Stated goal: Everything from the line containing "The component shall indicate each instance of the grey" through the last line of the records below should be printed exactly, please, and nothing else.

Records excerpted from a collection:
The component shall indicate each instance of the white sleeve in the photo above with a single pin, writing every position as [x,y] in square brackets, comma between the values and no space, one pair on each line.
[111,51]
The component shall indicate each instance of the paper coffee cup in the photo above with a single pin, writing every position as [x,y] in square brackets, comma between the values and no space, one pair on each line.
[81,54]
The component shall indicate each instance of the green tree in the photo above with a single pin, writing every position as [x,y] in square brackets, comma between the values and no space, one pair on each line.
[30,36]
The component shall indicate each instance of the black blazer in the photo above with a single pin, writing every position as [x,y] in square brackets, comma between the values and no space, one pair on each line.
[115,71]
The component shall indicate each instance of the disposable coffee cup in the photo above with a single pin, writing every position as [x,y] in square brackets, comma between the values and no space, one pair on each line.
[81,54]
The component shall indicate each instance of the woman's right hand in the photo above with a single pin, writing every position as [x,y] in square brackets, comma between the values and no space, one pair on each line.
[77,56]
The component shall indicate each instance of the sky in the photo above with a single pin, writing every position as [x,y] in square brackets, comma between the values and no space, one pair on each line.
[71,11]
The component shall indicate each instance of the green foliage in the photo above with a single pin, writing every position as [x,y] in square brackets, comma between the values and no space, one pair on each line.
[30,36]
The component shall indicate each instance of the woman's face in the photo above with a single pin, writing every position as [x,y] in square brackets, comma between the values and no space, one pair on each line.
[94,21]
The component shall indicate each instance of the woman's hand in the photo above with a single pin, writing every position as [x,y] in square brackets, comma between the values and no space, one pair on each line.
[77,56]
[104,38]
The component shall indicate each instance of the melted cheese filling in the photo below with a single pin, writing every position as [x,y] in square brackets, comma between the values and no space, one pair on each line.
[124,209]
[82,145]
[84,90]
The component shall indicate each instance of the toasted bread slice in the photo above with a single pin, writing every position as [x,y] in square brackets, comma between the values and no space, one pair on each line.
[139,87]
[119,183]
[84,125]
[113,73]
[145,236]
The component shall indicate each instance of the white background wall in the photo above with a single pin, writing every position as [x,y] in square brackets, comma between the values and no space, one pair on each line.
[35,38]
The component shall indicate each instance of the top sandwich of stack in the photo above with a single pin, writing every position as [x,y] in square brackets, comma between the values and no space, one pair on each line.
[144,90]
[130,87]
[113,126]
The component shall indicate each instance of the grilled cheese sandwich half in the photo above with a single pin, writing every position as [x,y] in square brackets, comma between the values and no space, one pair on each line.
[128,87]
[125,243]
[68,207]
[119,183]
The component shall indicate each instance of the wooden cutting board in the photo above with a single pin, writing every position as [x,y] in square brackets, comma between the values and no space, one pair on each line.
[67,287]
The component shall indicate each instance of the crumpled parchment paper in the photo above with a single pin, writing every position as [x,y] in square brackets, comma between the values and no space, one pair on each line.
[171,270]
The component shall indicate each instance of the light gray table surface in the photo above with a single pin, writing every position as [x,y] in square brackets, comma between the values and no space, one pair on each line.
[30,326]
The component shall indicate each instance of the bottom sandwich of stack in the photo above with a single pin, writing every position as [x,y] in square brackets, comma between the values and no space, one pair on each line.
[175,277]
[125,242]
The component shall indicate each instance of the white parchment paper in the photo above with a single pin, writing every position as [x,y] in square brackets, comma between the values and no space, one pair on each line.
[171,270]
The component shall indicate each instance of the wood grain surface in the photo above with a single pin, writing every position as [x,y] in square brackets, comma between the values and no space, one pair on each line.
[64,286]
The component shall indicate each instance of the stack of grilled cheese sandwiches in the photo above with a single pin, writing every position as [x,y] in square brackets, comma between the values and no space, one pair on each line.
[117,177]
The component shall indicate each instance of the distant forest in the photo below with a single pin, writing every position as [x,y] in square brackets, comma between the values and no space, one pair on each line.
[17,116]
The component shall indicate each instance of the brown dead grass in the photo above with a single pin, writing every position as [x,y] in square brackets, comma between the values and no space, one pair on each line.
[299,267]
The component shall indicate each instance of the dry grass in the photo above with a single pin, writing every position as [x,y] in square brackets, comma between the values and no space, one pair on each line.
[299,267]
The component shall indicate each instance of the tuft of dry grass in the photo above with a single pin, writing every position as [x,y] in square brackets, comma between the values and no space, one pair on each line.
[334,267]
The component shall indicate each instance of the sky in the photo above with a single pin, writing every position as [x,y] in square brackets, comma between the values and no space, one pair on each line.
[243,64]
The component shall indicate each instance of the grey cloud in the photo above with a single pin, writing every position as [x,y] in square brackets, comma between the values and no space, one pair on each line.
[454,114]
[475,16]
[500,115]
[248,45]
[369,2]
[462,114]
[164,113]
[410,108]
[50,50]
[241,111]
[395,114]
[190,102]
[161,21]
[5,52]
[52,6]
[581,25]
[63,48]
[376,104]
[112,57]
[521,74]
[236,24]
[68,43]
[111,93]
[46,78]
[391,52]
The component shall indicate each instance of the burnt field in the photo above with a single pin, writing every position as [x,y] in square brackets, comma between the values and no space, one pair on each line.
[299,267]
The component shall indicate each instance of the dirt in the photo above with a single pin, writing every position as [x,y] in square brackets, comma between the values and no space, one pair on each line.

Reply to the exercise:
The component shall indicate each instance of the grey cloud in the photo above with a single pin, writing every position as [x,y] in square brackets, comma between the values and no space, one pair on each line.
[454,114]
[475,16]
[500,115]
[248,45]
[369,2]
[462,114]
[164,113]
[410,108]
[50,50]
[241,111]
[395,114]
[190,102]
[161,21]
[5,52]
[52,6]
[581,25]
[63,48]
[376,104]
[112,57]
[521,74]
[236,24]
[68,43]
[111,93]
[46,78]
[391,52]
The component shall indicate each instance of the burnt field in the photo above with a single pin, writing every position as [x,y] in square brackets, comma between the values and no space, one pair on each line.
[299,267]
The component shall indicate each instance of the dirt in the photo above with a single pin, writing every position as [x,y] in square brackets, comma between the values and no space, one pair on each line.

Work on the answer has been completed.